Text block:
>>>
Thursday, 17 October 2013

National Hospital for Neurology, Queen Square WC1

Above the doors at each end of the 1937 extension of the National Hospital for Neurology are low relief panels by A.J.J. Ayres, tutor of Sir Anthony Caro.
On the right, a pair of hands emerge from the sun to proffer a rod of Asclepius, a snake wrapped round a staff, to a reclining woman. 
The symbolism is very rich. The sun indicates Apollo, who was also god of healing. Asclepius's snake is usually shown in a stiff formal pose but here it is writhing and the woman is patting its head - all a bit odd.
On the left-hand doorway, a bunsen burner heats a retort, with a lot of test tubes and scales, just like the stinks lab at school. An open book has a quotation from the 19th century American reformer, abolitionist and educationalist Horace Mann. A hand turns the page, and it is easy to miss that the hand emerges from a cloud and is therefore, presumably, God's.

1 comment:

Hels said...

Interesting! Both my husband and I worked in London hospitals years ago, but I have never heard of the National Hospital for Neurology. I thought that perhaps the hospital has been built _since_ we left London, but no.... the low relief sculpture is from the 1930s.

Actually the sculptures look wonderful but the cream brick building looks a bit ordinary.
<<<
Problem details: Set down the passage of the hospital relief panels text from "The symbolism is" up to and including "from the 1930s.", word for word.

Data extract:
>>>
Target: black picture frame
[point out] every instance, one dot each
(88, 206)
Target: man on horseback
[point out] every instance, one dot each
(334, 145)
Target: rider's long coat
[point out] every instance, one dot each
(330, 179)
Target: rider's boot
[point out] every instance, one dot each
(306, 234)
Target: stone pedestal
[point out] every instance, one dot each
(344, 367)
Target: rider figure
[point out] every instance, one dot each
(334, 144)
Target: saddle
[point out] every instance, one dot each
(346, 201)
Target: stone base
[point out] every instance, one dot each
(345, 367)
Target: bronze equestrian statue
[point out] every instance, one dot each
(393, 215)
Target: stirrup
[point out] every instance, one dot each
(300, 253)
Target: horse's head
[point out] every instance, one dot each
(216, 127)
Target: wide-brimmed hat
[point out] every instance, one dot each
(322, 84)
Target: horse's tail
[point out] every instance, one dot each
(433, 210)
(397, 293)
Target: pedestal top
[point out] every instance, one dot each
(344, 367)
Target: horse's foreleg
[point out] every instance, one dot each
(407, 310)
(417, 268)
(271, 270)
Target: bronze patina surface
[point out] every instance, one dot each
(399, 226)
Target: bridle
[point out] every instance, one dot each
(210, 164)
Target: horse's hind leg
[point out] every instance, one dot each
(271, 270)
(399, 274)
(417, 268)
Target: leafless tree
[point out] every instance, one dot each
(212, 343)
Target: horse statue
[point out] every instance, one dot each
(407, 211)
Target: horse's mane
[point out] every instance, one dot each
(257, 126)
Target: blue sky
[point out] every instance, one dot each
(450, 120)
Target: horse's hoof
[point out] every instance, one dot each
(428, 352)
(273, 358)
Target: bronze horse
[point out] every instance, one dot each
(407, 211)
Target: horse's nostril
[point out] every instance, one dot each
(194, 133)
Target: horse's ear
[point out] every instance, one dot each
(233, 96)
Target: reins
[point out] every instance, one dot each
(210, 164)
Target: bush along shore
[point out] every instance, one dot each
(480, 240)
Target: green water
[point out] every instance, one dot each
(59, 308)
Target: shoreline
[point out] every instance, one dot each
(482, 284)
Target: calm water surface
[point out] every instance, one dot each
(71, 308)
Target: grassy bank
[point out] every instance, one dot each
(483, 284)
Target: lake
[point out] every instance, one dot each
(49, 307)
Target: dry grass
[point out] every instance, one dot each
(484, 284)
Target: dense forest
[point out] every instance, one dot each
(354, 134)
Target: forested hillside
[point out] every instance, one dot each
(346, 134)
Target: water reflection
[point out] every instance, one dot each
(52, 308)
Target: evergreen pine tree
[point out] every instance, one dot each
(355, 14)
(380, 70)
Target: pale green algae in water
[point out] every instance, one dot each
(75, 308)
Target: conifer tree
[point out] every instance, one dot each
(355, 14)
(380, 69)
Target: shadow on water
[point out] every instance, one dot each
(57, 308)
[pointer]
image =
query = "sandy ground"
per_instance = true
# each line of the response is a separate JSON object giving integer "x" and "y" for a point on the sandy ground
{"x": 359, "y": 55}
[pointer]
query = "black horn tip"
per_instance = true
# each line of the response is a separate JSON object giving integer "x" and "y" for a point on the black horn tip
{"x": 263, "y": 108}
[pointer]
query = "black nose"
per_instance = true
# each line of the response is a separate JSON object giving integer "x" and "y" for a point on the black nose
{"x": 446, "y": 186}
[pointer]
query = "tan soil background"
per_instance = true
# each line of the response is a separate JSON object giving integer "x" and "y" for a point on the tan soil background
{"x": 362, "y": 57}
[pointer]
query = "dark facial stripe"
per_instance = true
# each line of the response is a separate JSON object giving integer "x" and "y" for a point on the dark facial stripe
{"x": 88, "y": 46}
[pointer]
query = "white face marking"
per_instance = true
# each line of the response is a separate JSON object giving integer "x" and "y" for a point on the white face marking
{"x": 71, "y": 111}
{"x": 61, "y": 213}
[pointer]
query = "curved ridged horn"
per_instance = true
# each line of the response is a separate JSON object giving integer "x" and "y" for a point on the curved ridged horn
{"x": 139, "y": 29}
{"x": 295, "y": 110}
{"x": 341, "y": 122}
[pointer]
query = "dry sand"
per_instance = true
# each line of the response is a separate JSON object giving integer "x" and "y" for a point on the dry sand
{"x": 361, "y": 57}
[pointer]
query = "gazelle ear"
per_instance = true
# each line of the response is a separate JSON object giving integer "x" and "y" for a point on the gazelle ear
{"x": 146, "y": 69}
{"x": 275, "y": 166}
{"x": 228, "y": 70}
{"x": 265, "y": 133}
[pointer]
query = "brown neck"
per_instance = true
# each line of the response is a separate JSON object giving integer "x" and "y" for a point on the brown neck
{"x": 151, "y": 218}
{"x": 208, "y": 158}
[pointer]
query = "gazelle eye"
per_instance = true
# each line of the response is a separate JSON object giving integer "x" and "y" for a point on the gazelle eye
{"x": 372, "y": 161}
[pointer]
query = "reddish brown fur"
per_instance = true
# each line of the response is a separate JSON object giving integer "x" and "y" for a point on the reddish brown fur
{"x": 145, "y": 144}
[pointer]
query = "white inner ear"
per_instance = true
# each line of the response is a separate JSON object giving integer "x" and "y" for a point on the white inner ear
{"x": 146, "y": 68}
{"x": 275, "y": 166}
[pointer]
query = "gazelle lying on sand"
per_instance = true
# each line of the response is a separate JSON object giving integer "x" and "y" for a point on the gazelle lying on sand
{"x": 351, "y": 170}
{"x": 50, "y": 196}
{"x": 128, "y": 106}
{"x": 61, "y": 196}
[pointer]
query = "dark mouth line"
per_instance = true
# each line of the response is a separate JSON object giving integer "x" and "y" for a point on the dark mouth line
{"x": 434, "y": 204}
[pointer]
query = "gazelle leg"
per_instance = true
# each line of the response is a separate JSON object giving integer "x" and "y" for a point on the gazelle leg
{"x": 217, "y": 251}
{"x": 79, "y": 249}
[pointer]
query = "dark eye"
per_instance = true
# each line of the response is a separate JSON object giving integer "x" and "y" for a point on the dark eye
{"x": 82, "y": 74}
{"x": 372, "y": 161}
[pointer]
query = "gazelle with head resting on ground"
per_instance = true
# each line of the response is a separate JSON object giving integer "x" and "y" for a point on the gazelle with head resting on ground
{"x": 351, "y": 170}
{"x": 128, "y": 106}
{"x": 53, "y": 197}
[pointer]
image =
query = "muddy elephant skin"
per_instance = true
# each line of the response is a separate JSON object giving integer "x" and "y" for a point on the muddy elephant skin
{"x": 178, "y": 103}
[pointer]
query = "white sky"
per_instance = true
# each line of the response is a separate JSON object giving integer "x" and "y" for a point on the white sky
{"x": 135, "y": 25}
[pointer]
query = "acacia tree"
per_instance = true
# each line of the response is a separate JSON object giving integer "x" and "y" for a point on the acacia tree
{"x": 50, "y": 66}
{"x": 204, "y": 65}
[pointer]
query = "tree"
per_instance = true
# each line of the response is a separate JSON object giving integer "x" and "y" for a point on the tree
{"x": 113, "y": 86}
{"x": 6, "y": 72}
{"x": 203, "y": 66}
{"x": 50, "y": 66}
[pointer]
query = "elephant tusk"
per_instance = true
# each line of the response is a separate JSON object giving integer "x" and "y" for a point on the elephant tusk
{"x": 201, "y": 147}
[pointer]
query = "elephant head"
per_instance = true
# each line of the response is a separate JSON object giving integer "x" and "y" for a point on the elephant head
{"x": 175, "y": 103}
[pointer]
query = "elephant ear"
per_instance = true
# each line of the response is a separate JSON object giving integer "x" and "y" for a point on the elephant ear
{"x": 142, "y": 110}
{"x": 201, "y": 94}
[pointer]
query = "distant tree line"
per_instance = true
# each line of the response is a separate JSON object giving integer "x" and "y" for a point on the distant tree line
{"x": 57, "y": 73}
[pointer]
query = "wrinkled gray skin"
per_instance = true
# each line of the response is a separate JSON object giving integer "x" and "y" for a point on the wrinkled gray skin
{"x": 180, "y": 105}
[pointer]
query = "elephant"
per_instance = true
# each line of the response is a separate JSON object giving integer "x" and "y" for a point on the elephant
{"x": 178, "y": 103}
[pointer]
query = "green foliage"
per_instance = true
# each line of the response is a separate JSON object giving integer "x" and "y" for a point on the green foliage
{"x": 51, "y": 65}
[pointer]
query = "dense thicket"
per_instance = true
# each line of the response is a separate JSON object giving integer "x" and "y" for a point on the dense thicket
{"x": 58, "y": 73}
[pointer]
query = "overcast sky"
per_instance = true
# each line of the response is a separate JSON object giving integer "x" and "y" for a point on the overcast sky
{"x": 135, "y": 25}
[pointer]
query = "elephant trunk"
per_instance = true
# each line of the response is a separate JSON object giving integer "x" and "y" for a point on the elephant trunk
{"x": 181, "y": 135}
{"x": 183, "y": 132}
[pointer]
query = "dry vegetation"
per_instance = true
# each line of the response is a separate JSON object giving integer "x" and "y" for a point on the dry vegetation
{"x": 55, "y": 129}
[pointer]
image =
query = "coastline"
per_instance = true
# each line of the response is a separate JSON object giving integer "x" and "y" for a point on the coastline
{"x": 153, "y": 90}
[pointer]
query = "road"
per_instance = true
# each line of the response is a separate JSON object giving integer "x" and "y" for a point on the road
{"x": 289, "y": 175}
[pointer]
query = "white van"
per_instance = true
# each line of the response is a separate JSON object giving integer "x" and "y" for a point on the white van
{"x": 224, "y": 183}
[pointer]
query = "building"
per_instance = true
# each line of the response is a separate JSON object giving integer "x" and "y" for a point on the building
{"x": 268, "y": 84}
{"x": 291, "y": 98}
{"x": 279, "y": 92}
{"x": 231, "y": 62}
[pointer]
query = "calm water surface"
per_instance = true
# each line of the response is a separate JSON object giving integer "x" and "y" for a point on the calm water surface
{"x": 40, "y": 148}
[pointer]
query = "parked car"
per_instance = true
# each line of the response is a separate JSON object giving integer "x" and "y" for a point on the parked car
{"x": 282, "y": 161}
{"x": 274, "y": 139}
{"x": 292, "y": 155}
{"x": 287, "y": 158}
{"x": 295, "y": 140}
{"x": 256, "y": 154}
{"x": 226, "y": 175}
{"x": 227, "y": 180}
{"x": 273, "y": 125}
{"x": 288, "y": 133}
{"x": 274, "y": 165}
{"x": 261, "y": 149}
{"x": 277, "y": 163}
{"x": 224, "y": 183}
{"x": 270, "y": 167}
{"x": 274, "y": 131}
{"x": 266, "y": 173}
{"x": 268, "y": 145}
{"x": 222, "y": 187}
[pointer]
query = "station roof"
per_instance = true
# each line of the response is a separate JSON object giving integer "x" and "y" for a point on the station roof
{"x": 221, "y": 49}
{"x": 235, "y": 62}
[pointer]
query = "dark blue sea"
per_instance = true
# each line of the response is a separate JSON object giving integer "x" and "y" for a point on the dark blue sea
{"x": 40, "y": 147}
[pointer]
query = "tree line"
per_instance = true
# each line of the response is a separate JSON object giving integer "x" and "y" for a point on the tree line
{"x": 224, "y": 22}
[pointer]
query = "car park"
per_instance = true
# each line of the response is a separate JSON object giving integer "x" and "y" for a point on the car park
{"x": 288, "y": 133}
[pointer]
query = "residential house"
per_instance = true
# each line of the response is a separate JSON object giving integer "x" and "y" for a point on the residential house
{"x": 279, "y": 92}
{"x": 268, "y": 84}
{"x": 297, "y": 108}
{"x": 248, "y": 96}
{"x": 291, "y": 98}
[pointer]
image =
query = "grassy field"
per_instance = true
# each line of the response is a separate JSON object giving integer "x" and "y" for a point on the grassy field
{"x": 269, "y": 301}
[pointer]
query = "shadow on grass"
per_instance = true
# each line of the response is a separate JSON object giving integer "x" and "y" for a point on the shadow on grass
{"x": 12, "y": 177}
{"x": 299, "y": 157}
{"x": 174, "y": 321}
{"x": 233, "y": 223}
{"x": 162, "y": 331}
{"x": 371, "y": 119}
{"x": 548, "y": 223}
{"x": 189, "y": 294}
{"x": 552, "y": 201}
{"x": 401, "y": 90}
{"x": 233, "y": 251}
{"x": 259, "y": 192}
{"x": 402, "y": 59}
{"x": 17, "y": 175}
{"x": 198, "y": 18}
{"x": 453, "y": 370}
<<<
Reply to the exercise:
The symbolism is very rich. The sun indicates Apollo, who was also god of healing. Asclepius's snake is usually shown in a stiff formal pose but here it is writhing and the woman is patting its head - all a bit odd.
On the left-hand doorway, a bunsen burner heats a retort, with a lot of test tubes and scales, just like the stinks lab at school. An open book has a quotation from the 19th century American reformer, abolitionist and educationalist Horace Mann. A hand turns the page, and it is easy to miss that the hand emerges from a cloud and is therefore, presumably, God's.

1 comment:

Hels said...

Interesting! Both my husband and I worked in London hospitals years ago, but I have never heard of the National Hospital for Neurology. I thought that perhaps the hospital has been built _since_ we left London, but no.... the low relief sculpture is from the 1930s.